WHETHER IT WILL OR NOT, the U.S. has just been saddled with a second Tropic of literary conversation. Tropic A, published in the U.S. for the first time last year, was Tropic of Cancer, Henry Miller's long-banned wallow in Parisian vice. Tropic B is Tropic of Capricorn, its torrid twin. In the past, when both books had to be smuggled into the U.S., hosts of nonreaders thought of them only as interchangeable smut. Now anyone with a strongish stomach can find out for himself: smut they may be, but interchangeable they are not.

Bergson & Bosch. If Cancer was an old world debauch, Capricorn is a kind of New World Sinphony, an account of Author Miller's coming of age in New York City (1900-23). Incredibly garrulous and grotesque, the book is a disordered Horatio Alger story: escape from a poor Brooklyn boyhood, as it might have been written by Harpo Marx and Hieronymus Bosch working together. Wild philosophic maunderings sprinkled with a self-taught man's self-conscious display of highfalutin' acquaintances (Bergson, Nietzsche. Whitman) proclaim Miller's belief in the sovereignty of the heart over the mind. A nearly endless series of appallingly anatomical boy-meets-girl grapplings sometimes suggests that sex is the mystic key to magical joy, but often offers it as an uproarious poolhall joke.

....

> Task set:
• a. Decide whether each statement agrees with the review of Tropic of Capricorn, answering yes or no and quoting the words that settle it. (i) Tropic of Cancer was first published in the U.S. last year. (ii) Capricorn tells of Miller's coming of age in Chicago. (iii) The review finds the two books interchangeable.
• b. Answer these questions from the review of Tropic of Capricorn.
(i) In the past, how did both books have to reach the U.S.?
(ii) Which years does Capricorn's account cover?
(iii) Which two figures does the review picture writing the book together?
• c. Reproduce the review of Tropic of Capricorn between "WHETHER IT WILL" and "they are not.", inclusive.

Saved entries

....

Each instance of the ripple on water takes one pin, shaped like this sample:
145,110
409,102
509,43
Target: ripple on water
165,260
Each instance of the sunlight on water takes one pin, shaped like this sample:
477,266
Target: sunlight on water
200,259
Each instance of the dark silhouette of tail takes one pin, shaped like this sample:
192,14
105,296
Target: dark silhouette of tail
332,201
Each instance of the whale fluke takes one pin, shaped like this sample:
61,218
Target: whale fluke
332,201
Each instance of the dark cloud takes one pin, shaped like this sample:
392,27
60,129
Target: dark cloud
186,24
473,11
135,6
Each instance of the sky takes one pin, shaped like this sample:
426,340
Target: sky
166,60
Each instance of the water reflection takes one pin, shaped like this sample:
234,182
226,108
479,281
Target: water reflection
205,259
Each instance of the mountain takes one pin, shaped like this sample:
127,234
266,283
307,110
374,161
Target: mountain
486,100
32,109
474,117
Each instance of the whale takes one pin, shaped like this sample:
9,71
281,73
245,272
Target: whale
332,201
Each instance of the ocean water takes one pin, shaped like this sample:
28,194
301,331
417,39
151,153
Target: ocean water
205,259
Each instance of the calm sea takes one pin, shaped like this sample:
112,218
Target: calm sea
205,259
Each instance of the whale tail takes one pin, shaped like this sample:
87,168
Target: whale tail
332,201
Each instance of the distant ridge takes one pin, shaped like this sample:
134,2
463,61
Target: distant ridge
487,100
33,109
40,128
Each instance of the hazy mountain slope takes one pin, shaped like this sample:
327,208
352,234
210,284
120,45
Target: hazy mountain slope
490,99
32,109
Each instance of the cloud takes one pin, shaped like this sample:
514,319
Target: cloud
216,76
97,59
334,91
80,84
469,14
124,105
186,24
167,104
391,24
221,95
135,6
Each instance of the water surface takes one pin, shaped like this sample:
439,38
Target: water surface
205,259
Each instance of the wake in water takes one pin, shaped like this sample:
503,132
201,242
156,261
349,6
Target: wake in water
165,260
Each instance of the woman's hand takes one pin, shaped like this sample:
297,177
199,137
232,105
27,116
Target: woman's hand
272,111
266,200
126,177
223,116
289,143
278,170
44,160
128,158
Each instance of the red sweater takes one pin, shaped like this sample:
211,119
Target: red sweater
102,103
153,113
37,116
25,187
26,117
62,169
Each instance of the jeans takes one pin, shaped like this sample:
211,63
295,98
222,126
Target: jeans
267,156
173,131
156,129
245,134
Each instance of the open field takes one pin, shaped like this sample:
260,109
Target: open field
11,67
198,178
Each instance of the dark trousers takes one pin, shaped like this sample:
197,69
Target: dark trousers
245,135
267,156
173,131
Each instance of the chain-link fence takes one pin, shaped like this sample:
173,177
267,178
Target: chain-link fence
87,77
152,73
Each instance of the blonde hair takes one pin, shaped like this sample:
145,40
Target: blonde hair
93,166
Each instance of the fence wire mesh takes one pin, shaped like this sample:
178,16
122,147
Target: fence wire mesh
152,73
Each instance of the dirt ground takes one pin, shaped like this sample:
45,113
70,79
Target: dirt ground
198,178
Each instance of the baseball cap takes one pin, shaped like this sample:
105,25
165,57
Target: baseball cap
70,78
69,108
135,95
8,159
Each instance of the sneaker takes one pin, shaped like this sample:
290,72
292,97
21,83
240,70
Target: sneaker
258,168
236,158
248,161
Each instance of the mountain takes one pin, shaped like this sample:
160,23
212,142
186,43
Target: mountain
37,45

....

> Your responses:
• a.
(i) Yes: "Tropic A, published in the U.S. for the first time last year, was Tropic of Cancer"
(ii) No: "an account of Author Miller's coming of age in New York City (1900-23)"
(iii) No: "smut they may be, but interchangeable they are not"

• b.
(i) They had to be smuggled in.
(ii) 1900-23
(iii) Harpo Marx and Hieronymus Bosch

• c.
WHETHER IT WILL OR NOT, the U.S. has just been saddled with a second Tropic of literary conversation. Tropic A, published in the U.S. for the first time last year, was Tropic of Cancer, Henry Miller's long-banned wallow in Parisian vice. Tropic B is Tropic of Capricorn, its torrid twin. In the past, when both books had to be smuggled into the U.S., hosts of nonreaders thought of them only as interchangeable smut. Now anyone with a strongish stomach can find out for himself: smut they may be, but interchangeable they are not.